• Recorded information
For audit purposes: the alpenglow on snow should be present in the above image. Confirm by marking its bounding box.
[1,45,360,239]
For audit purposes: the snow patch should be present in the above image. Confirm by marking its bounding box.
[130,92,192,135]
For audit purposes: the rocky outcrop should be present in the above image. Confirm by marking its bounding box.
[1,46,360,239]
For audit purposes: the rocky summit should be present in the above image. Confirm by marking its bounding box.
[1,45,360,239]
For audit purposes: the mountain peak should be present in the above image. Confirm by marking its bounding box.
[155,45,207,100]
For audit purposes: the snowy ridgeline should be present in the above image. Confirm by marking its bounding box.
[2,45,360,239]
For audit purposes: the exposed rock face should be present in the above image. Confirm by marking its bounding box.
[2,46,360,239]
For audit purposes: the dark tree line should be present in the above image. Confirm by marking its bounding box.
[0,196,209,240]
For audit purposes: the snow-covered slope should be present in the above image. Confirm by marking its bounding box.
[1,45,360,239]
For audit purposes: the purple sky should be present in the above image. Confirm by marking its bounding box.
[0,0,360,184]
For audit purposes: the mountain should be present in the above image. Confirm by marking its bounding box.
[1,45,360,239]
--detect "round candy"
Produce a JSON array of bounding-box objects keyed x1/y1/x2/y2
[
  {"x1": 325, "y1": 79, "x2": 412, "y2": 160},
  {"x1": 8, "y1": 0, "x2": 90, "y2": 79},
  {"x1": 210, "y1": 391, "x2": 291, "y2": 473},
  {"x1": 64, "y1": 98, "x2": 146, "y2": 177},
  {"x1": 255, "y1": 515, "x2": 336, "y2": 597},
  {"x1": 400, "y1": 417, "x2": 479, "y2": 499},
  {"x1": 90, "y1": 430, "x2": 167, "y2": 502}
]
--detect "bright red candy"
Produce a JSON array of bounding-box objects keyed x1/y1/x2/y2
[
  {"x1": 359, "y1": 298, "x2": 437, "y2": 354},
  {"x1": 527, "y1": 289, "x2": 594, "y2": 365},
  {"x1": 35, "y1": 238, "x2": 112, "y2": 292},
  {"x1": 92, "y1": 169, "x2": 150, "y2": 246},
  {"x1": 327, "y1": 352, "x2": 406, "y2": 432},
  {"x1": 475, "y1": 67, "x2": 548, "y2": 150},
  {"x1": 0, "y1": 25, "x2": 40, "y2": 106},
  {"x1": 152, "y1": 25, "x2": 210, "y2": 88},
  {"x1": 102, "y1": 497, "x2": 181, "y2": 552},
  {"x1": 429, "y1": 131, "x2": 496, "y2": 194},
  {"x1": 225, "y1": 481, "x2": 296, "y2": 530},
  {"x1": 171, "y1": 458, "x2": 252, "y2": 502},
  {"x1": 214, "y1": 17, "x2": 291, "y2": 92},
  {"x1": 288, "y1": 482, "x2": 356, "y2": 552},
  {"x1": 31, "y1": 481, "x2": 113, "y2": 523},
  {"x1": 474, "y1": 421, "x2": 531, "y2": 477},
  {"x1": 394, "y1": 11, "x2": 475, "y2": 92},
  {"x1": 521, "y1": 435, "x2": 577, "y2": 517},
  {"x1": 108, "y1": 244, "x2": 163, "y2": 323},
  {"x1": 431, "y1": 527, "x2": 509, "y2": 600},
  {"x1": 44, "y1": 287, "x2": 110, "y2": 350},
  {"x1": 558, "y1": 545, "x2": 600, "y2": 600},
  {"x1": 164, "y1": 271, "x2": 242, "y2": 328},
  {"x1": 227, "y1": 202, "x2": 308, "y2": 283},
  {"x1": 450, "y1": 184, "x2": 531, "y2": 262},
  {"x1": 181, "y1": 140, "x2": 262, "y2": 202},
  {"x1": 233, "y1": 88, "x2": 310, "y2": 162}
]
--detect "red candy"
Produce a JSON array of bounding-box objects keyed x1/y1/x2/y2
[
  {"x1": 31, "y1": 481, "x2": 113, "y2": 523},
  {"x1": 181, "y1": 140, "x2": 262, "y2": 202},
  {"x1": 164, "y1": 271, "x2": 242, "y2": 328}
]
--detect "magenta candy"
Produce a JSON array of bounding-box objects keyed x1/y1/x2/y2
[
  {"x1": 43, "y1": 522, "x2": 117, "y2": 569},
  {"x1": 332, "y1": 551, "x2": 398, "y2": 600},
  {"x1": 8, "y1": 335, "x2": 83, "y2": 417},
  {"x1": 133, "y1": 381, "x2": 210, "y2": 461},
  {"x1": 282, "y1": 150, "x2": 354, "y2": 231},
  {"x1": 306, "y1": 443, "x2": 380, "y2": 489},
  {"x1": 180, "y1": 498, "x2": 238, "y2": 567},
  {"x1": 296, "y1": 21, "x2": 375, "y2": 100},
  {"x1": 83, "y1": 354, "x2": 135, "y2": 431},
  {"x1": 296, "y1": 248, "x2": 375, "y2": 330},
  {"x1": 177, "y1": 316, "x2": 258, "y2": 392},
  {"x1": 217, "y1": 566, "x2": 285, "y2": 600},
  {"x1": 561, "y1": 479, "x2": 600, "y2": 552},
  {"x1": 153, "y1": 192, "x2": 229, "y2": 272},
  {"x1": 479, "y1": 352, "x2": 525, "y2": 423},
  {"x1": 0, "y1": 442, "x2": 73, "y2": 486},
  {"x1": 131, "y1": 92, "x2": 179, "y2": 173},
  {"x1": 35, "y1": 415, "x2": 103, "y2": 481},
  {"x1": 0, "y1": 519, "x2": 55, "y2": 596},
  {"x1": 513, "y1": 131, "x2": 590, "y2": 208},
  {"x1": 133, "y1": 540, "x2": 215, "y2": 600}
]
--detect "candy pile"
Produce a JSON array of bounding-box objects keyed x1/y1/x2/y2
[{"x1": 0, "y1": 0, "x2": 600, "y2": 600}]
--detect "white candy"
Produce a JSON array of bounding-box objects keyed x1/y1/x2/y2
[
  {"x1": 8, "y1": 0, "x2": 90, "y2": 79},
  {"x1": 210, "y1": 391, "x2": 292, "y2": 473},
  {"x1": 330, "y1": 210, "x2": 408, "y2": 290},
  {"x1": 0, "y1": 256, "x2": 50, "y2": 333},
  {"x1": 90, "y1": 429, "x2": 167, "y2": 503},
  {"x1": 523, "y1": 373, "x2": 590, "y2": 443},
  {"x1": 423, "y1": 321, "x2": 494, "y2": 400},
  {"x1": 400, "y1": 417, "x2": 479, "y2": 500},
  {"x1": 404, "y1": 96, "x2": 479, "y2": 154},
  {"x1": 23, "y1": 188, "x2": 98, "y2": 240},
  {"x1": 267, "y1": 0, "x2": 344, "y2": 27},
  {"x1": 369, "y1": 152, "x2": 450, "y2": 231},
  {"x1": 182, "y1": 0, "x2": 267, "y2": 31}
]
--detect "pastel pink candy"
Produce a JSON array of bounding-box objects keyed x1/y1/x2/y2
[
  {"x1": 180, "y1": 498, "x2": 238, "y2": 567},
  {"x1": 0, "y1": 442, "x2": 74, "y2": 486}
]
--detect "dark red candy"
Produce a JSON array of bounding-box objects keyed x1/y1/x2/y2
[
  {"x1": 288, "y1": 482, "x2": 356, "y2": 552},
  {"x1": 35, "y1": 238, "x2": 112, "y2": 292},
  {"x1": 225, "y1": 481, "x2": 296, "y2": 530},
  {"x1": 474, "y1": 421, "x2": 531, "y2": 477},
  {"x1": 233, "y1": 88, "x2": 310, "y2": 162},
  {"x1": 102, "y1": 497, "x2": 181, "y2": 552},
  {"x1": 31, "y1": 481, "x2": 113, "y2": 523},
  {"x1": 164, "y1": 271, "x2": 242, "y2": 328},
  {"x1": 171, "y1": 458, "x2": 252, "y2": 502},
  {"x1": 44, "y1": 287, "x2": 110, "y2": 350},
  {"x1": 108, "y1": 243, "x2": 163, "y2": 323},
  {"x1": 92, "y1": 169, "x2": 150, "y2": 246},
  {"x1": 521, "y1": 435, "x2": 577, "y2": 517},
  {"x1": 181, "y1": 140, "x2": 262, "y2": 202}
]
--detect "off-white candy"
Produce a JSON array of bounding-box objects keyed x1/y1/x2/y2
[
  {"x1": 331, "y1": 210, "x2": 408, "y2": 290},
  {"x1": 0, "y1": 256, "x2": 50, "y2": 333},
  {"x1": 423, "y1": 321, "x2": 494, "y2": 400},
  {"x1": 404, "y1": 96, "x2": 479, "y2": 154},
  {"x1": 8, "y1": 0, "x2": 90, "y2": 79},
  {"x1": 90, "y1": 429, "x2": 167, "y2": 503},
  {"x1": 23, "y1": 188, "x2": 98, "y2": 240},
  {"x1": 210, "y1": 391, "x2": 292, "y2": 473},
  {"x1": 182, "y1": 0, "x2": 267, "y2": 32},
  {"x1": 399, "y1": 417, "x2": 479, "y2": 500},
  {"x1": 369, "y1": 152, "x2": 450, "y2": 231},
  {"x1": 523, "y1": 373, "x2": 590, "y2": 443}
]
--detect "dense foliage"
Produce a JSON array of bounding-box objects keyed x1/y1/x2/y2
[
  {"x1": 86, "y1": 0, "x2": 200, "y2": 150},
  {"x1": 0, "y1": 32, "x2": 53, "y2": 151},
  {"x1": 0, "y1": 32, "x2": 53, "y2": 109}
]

• Short exercise
Convert the data into a numbered list, from the first line through the line containing "[0,196,209,240]", with both of those lines included and blank lines left out.

• Answer for this exercise
1. For audit purposes: the alpenglow on snow should be present in the above image. Confirm by marking its bounding box.
2. [1,45,360,239]
3. For audit purposes: the snow patch should be present in the above image. Confirm by marking its bounding box.
4. [130,92,192,135]
5. For audit purposes: the rocky outcrop should be present in the above image. Confirm by marking its bounding box.
6. [1,46,360,239]
7. For audit purposes: the rocky summit should be present in the above image. Confirm by marking its bounding box.
8. [1,45,360,239]
9. For audit purposes: the mountain peak should be present in the above image. Confirm by marking its bounding box.
10. [155,45,207,100]
11. For audit purposes: the snowy ridgeline should be present in the above image. Confirm by marking its bounding box.
12. [2,45,360,239]
13. For audit purposes: the exposed rock face should be present in the above image. Confirm by marking its bounding box.
14. [2,46,360,239]
15. For audit purposes: the dark tree line should be present in the above image. Confirm by marking its bounding box.
16. [0,196,209,240]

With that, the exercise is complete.